+++ INPUT MATERIAL +++

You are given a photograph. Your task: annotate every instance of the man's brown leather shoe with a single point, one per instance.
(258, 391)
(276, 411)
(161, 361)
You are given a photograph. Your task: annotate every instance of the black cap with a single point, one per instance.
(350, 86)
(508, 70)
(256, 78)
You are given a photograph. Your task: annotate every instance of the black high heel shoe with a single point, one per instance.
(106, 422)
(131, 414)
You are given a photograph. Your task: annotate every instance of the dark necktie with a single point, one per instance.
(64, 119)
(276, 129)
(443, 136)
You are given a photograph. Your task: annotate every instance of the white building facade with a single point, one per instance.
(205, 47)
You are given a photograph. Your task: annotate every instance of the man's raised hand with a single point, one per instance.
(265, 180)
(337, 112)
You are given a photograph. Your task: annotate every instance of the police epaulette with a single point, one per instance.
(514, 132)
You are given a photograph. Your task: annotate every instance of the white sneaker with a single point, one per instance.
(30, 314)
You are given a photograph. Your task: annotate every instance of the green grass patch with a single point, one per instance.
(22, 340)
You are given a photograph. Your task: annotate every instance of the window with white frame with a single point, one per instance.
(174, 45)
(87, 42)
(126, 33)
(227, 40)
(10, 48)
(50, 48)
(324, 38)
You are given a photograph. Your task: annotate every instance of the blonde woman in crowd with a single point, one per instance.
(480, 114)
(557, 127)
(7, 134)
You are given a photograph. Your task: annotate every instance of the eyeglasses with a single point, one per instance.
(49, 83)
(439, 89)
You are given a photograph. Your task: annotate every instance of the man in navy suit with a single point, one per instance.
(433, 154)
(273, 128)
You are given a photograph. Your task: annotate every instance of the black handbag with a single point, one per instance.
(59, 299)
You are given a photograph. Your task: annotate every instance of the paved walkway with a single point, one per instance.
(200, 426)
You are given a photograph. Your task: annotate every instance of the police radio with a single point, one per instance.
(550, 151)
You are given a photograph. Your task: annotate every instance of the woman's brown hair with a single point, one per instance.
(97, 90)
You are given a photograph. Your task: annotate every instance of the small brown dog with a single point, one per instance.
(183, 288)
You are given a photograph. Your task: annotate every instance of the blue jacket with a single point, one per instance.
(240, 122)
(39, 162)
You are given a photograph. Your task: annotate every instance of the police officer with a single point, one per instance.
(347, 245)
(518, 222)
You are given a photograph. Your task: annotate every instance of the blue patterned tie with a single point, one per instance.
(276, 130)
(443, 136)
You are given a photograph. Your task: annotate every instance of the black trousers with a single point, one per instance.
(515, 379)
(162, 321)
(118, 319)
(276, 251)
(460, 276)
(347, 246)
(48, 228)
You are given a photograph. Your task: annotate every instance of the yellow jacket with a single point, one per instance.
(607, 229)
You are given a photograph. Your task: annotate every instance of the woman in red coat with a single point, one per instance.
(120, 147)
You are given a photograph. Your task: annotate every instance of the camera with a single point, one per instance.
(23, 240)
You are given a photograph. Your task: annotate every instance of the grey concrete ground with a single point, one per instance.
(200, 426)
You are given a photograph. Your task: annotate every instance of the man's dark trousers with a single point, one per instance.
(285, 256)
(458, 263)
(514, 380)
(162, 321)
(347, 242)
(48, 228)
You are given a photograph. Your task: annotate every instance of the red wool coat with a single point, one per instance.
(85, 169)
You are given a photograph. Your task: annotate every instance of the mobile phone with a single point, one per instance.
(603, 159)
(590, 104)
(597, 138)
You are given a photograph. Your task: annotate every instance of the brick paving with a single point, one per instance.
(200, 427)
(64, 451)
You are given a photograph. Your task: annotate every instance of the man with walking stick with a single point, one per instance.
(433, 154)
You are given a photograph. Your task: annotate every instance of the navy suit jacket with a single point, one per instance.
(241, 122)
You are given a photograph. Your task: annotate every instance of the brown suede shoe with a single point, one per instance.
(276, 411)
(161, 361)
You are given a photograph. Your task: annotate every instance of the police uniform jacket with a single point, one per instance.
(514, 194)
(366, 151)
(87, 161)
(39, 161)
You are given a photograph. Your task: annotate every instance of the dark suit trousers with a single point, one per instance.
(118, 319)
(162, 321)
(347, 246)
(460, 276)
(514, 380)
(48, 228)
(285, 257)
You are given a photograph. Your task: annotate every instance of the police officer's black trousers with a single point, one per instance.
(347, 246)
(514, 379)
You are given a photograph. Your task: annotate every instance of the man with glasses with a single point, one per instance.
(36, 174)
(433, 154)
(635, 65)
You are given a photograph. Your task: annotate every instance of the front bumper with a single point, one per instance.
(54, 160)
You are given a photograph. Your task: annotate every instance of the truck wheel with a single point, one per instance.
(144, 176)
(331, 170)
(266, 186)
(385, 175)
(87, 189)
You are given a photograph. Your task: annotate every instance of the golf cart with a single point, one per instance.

+++

* **PROBLEM DETAILS**
Your output should be the lines from the one with "bumper with a single point, one per instance." through the end of the records above, copied exactly.

* **ANSWER FOR THIS EXERCISE**
You are given a photograph. Your task: annotate every instance of the front bumper with a single point, one per instance.
(54, 160)
You are given a photograph. Your task: annotate every instance of the truck wheel with a single point, one per instance.
(144, 176)
(331, 170)
(266, 186)
(385, 175)
(87, 189)
You are given a photograph. Your task: annotate every instance of the golf cart with a single point, one per instance.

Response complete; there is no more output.